- Goal of the exercise -
Count the lines in the rows below that contain the string "framed", and give only the number.

- Information supplied -
start

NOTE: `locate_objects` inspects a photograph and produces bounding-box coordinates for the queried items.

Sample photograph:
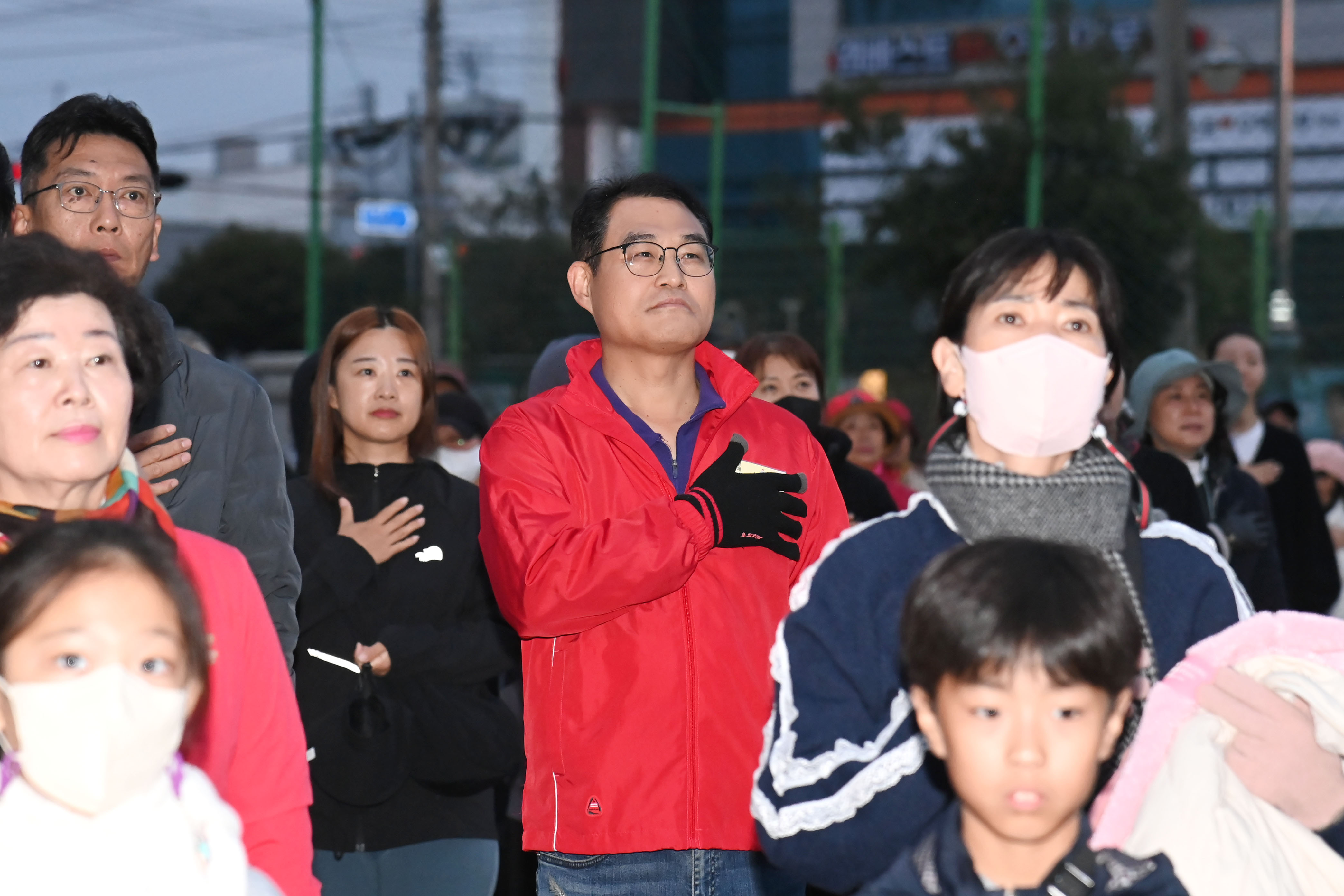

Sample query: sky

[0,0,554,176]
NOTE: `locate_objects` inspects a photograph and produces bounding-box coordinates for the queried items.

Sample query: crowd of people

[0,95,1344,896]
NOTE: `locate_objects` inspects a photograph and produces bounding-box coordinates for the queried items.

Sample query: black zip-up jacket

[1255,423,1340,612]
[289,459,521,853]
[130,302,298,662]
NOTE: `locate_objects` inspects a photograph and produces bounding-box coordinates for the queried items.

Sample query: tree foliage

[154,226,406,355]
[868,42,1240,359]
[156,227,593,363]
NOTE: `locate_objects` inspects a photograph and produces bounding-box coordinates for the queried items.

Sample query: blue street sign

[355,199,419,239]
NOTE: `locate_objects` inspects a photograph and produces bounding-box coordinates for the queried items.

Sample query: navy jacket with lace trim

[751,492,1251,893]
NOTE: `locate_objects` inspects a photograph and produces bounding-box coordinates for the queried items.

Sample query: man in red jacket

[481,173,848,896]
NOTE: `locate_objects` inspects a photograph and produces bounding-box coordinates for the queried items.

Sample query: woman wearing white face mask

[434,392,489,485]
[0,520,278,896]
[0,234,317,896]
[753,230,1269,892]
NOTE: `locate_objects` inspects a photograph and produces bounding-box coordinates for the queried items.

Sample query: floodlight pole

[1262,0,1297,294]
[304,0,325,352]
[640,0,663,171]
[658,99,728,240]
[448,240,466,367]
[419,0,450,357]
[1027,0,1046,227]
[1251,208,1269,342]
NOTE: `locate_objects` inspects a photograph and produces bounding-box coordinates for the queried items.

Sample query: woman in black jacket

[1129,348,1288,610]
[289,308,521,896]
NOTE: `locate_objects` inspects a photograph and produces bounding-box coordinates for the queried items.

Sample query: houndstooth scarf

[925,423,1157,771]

end
start

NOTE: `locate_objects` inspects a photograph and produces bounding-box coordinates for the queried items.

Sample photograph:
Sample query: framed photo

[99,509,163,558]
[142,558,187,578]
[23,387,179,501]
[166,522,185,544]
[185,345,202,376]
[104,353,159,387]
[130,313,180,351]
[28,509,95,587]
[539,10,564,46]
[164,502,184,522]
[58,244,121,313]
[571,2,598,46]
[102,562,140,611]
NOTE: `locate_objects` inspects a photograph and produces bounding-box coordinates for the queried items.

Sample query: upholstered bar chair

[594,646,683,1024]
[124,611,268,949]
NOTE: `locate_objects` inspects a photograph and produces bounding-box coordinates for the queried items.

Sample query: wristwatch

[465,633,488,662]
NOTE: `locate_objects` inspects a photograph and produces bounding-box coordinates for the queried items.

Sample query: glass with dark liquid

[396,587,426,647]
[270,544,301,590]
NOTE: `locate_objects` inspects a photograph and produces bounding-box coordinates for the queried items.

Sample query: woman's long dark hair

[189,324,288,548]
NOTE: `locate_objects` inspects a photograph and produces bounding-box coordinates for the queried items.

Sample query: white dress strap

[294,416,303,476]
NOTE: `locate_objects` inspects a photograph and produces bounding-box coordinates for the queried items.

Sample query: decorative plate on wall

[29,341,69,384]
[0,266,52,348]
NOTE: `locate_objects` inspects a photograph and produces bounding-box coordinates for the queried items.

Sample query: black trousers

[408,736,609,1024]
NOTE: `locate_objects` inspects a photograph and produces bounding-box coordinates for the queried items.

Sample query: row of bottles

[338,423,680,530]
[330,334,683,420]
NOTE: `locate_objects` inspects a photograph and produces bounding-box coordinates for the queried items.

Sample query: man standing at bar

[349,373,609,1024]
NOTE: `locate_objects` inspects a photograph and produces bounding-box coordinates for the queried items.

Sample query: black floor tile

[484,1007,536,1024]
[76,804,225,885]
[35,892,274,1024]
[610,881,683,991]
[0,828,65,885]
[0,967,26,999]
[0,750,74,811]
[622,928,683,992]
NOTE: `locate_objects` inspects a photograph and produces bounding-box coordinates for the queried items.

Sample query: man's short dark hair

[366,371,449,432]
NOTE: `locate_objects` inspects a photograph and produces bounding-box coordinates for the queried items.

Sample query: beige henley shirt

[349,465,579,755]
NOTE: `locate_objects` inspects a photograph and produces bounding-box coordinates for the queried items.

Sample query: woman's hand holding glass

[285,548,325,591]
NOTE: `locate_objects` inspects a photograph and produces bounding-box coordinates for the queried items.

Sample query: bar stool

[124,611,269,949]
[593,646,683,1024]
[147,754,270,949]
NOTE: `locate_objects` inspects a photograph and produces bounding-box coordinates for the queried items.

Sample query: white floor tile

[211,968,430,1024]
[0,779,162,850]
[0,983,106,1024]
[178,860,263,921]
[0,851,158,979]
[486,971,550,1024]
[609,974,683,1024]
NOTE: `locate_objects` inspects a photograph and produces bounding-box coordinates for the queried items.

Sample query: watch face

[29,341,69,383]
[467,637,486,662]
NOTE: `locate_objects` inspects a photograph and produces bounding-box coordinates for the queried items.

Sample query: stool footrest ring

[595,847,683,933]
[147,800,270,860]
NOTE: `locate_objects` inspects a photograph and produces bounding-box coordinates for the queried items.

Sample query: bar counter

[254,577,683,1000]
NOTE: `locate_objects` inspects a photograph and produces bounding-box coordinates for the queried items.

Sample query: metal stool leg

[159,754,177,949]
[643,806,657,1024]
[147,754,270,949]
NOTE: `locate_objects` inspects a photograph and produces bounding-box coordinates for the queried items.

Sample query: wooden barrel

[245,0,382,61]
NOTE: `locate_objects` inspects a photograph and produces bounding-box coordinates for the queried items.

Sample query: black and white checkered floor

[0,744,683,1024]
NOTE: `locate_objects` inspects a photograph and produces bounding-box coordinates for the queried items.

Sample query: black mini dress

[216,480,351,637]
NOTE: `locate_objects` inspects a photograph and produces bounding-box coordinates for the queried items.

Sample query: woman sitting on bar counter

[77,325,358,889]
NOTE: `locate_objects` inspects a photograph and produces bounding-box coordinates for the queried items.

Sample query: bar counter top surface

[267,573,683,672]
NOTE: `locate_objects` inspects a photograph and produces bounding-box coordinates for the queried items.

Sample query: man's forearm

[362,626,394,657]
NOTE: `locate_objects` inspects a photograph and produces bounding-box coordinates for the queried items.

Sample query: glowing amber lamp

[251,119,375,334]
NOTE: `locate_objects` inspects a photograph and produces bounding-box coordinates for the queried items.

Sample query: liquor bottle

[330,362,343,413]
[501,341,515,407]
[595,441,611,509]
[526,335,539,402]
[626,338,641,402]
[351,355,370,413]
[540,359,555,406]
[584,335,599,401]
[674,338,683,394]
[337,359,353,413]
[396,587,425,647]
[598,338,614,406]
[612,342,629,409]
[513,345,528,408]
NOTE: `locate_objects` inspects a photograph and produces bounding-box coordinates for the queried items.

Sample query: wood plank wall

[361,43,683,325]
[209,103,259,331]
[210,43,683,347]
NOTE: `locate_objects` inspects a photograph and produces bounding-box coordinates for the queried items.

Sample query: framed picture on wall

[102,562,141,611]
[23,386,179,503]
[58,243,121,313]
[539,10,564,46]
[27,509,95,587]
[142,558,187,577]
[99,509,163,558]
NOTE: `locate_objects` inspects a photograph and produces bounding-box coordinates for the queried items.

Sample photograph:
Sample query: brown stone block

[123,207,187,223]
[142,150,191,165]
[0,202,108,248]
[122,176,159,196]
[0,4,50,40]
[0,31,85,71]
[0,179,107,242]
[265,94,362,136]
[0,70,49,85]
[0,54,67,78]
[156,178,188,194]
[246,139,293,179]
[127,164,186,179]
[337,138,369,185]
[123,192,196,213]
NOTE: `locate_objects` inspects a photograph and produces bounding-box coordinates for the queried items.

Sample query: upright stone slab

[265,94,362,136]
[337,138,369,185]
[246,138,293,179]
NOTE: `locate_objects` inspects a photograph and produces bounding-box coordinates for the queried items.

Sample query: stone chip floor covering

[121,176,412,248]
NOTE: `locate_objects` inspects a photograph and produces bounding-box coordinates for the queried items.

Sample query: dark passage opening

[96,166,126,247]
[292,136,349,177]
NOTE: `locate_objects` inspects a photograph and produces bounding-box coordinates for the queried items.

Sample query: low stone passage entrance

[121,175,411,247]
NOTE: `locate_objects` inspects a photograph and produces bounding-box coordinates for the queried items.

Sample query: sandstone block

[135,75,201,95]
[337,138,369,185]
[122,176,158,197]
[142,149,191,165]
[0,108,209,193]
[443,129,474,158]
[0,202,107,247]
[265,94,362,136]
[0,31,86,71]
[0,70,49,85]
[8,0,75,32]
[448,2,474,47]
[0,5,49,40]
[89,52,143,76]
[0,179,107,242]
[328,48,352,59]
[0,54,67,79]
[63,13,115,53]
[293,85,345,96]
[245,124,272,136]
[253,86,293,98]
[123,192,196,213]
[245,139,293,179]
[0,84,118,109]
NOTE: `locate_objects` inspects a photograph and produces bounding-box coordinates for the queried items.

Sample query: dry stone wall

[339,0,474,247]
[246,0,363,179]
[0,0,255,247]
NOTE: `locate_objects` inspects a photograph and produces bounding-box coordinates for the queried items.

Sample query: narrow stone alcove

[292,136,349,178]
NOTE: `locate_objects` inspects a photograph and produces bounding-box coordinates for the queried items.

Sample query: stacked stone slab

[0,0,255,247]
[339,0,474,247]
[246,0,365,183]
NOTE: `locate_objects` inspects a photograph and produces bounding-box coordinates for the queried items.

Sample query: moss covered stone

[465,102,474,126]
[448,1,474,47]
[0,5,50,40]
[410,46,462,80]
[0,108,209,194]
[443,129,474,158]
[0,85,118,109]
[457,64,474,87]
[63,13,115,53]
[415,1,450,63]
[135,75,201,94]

end

- Answer for this exercise -
2